Start DATA RECORDS

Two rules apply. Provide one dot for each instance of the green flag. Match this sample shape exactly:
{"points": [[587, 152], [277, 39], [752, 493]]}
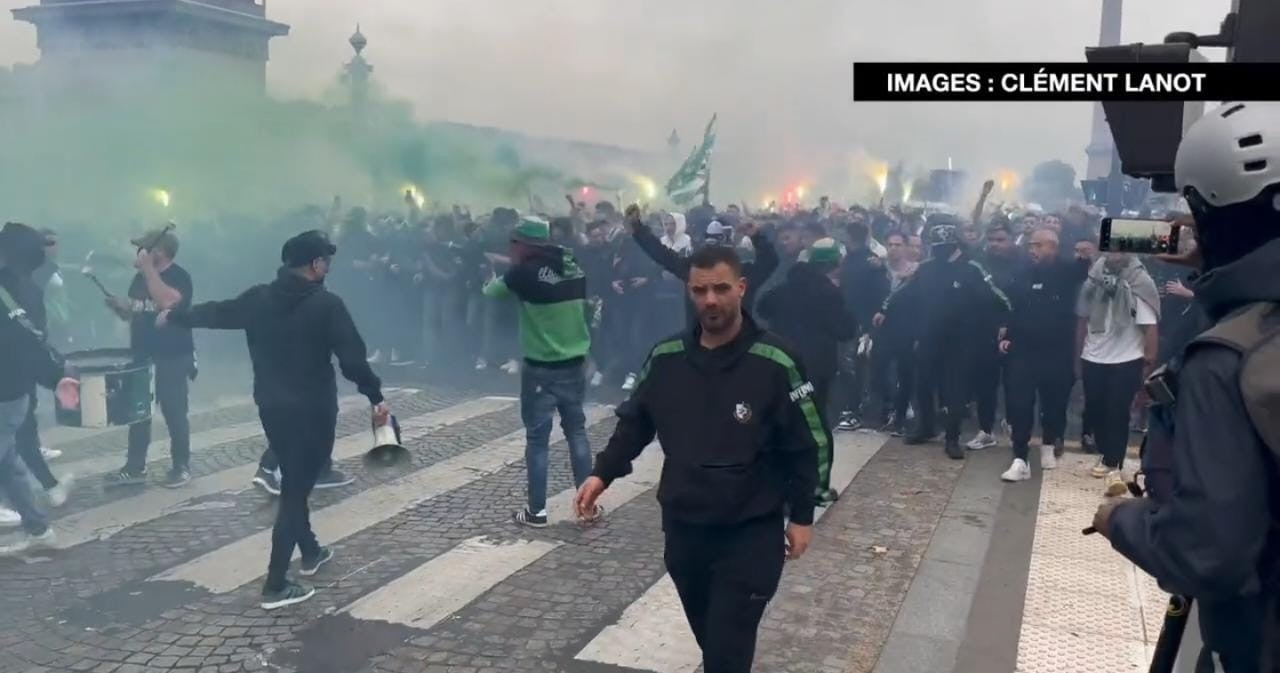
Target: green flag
{"points": [[694, 174]]}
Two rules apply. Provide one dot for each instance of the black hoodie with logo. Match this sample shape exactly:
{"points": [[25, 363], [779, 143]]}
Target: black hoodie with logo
{"points": [[293, 328], [737, 424]]}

End DATA RECORDS

## YOUR TASK
Write out every line of the records again, requests included, but multiply each point coordinate in the answers by 2.6 and round it to a whole number, with halves rounded up. Leave the numbers in the requests and their sample formats unchanged, and omit the pictures.

## ANSWER TO THE PROBLEM
Two rules apply. Provide one dot for each instance of the green flag. Match this sample shape exactly:
{"points": [[587, 152], [277, 39], [752, 493]]}
Target: green flag
{"points": [[1804, 452]]}
Two rules apply. Provide one dot for each instance of the black hoodie with logo. Match this sample shape exactly:
{"points": [[25, 363], [779, 143]]}
Target: black hoodie with logo
{"points": [[762, 853], [1916, 1102]]}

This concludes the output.